→ Document:
..............................

Another more direct way to implement a polling loop is actually to try to exec the commands immediately after creating the links. We could set some environment variable to make the action of the command a no-op in this case.

(For the record, I'm not really in favour of either the sleep or the copy-the-binary solution, unless those really are the only way forward).

bep commented 1 year ago

@rogpeppe I have tried a few variations of stating and opening and reading some bytes from the file, but none of those work. I guess one could try to read the entire file in a poll loop, but...

However, I have tested this successfully, which is now my current favourite solution:

https://github.com/rogpeppe/go-internal/pull/221

ldemailly commented 1 year ago

Would symlinks instead of hardlinks work better/out of the box? I vaguely remember issues with hardlinks turning to copies when crossing fs and maybe tmpdir is different fs?

..............................

→ Requirement 1:
Reproduce the part of the hardlink discussion starting at "However, I have" and ending at "is different fs?".
→ Requirement 2:
List every GitHub username that appears in the hardlink discussion.
→ Requirement 3:
Carry the hardlink discussion forward with the next comment after its final one.
These records were taken from a separate source, unrelated to the discussion.

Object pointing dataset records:
..............................

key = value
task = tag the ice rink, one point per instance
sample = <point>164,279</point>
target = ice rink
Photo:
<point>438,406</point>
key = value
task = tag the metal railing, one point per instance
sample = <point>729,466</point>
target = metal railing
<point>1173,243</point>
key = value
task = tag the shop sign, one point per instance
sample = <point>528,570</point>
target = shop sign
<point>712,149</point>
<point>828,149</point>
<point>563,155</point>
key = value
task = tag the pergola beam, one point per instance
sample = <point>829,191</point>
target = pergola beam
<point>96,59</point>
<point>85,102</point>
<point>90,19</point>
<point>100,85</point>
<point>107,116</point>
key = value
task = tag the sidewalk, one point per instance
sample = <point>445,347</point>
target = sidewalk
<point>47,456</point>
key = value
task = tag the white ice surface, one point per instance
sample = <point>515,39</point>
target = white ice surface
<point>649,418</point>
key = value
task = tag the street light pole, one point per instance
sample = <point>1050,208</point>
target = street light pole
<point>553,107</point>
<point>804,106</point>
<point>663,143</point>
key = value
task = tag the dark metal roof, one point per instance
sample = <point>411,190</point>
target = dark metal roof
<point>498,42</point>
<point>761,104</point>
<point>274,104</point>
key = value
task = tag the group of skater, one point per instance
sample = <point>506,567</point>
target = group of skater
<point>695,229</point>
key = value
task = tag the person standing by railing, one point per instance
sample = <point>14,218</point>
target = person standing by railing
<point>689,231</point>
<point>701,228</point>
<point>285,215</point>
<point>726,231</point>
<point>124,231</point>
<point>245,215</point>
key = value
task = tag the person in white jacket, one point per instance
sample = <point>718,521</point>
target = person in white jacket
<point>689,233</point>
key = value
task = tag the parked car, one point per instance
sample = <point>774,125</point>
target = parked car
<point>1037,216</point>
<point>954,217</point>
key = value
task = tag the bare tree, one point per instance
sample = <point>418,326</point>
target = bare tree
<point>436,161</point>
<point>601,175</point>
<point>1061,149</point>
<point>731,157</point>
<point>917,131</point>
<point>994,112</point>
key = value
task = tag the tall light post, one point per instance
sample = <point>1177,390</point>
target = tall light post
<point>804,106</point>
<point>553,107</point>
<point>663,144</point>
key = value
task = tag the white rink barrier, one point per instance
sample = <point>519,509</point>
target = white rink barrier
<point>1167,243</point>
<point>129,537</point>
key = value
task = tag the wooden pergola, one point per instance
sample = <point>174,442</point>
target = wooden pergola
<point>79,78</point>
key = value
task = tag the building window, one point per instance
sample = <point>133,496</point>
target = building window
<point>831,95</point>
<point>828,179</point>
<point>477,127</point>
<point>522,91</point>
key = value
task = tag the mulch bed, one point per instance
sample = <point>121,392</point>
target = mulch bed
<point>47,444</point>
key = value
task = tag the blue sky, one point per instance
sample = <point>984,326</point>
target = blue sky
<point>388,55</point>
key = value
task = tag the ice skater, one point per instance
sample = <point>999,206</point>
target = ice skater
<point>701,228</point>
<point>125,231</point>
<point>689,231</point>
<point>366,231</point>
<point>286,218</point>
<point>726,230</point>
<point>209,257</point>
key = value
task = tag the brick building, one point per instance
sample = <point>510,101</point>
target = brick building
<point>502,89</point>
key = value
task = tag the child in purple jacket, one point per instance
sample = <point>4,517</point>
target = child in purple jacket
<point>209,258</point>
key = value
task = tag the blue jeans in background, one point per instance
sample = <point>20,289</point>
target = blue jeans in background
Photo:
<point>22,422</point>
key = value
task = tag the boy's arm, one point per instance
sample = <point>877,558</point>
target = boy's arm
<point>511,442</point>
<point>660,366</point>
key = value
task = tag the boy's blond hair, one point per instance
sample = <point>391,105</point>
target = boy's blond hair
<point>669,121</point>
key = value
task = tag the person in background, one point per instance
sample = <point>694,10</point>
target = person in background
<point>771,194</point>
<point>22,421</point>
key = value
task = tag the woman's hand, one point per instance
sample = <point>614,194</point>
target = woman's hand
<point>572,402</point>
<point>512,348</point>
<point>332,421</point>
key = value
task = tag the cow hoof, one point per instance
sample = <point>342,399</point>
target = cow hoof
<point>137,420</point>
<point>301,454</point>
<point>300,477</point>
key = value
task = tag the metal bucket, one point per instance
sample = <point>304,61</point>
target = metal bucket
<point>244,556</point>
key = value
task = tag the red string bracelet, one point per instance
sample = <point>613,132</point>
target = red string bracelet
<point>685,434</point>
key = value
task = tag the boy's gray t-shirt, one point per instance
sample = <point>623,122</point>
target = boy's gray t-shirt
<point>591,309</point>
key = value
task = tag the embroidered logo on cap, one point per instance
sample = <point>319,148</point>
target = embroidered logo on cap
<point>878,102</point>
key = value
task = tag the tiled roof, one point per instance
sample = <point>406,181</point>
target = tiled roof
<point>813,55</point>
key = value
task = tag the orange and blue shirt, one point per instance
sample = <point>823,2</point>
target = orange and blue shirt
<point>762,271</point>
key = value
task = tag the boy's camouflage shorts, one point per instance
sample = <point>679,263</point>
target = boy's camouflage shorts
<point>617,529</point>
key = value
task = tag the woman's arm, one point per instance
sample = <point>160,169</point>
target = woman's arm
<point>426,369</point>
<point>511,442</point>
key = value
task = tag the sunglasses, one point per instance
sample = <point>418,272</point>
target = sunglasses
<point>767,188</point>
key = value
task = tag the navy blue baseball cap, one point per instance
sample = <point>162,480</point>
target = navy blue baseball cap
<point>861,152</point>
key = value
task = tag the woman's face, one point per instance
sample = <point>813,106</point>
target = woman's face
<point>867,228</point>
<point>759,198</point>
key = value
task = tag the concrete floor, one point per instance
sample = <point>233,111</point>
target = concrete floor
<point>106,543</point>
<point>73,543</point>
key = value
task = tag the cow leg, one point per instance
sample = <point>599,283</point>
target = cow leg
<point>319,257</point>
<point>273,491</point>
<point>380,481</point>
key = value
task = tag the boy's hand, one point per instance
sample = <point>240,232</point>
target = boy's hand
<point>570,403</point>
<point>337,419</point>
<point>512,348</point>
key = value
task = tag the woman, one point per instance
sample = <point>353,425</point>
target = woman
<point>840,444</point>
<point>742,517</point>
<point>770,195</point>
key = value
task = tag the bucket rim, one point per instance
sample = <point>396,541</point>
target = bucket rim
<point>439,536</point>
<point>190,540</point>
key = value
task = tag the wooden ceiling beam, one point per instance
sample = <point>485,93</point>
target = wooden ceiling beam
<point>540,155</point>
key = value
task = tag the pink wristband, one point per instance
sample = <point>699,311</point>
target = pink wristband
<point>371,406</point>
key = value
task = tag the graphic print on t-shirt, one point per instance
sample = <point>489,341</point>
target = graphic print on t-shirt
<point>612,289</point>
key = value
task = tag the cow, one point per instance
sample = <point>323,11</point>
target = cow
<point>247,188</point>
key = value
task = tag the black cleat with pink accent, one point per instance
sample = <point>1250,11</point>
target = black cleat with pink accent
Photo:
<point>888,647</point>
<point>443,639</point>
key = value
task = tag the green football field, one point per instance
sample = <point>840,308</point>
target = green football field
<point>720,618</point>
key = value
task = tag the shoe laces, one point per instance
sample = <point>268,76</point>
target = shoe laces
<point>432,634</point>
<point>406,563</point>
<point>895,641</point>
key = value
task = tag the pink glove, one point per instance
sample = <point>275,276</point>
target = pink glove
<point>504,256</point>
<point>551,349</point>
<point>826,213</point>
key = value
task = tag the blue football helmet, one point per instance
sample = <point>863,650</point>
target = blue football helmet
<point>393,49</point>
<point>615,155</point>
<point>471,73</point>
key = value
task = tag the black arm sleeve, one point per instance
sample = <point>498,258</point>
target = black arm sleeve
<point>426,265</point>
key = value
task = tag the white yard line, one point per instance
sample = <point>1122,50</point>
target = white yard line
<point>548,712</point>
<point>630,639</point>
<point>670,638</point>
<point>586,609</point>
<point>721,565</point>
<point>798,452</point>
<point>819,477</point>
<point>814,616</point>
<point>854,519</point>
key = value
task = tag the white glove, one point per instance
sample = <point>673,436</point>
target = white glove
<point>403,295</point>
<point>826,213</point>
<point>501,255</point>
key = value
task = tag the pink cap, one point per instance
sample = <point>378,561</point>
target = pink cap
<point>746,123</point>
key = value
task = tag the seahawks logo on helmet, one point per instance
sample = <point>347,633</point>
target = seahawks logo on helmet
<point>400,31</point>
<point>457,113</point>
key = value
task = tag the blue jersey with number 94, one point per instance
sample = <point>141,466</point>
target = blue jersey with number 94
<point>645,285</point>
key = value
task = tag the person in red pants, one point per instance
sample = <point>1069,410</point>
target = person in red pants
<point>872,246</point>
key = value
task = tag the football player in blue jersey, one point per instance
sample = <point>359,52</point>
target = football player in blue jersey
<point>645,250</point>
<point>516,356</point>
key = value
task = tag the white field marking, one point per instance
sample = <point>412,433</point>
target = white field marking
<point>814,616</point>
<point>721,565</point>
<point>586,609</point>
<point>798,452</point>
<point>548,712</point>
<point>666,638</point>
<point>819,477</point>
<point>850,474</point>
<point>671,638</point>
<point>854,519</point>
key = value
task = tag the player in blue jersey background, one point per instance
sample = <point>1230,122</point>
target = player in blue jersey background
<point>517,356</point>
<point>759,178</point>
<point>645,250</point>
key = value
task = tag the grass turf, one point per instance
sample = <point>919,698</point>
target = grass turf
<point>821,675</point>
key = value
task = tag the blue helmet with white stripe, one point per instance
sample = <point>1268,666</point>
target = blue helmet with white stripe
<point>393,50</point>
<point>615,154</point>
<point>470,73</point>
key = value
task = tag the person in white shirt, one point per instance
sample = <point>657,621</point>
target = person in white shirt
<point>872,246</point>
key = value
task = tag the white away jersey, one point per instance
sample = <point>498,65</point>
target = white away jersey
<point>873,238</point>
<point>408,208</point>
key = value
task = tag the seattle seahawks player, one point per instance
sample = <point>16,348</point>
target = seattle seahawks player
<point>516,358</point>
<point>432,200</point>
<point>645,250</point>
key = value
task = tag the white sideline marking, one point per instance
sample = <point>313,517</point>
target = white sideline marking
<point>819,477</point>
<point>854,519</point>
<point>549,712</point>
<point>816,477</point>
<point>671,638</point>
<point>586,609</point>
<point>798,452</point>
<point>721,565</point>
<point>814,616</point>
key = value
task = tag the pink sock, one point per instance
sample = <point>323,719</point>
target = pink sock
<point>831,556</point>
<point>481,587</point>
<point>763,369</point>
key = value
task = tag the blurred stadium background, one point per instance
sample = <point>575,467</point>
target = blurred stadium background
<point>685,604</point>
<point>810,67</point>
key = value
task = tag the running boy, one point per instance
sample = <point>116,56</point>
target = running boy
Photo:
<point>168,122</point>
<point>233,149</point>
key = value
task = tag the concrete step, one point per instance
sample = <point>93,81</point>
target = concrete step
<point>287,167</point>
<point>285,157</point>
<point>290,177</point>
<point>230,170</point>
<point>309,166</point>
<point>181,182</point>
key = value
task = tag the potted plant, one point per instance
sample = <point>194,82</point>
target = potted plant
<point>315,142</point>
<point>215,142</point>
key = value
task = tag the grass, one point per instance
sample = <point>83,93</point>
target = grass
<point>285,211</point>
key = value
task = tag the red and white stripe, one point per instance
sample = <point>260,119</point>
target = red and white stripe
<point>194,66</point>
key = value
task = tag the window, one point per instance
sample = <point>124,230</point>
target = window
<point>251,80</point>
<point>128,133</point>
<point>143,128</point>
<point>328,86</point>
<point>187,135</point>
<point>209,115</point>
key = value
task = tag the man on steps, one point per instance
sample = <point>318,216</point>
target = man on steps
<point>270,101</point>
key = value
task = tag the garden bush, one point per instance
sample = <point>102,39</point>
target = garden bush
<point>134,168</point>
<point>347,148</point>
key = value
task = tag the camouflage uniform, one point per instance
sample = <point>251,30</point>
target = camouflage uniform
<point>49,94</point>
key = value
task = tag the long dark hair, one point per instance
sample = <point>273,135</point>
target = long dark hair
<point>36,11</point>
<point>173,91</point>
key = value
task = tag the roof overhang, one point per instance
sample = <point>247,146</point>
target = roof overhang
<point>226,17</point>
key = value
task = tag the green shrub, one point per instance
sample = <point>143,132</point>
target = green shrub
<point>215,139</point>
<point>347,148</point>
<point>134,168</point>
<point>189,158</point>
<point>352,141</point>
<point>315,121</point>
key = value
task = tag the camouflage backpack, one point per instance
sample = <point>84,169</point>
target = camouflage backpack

..............................

→ Written reply 1:
However, I have tested this successfully, which is now my current favourite solution:

https://github.com/rogpeppe/go-internal/pull/221

ldemailly commented 1 year ago

Would symlinks instead of hardlinks work better/out of the box? I vaguely remember issues with hardlinks turning to copies when crossing fs and maybe tmpdir is different fs?

→ Written reply 2:
rogpeppe, bep, ldemailly

→ Written reply 3:
mvdan commented 1 year ago

@ldemailly see https://github.com/rogpeppe/go-internal/pull/221.

mvdan commented 1 year ago

@rogpeppe I have tried a few variations of stating and opening and reading some bytes from the file, but none of those work. I guess one could try to read the entire file in a poll loop, but...

Thanks for checking those. If symlinks don't have this race problem, then hopefully that's the easiest, as we don't need any sleeping nor polling.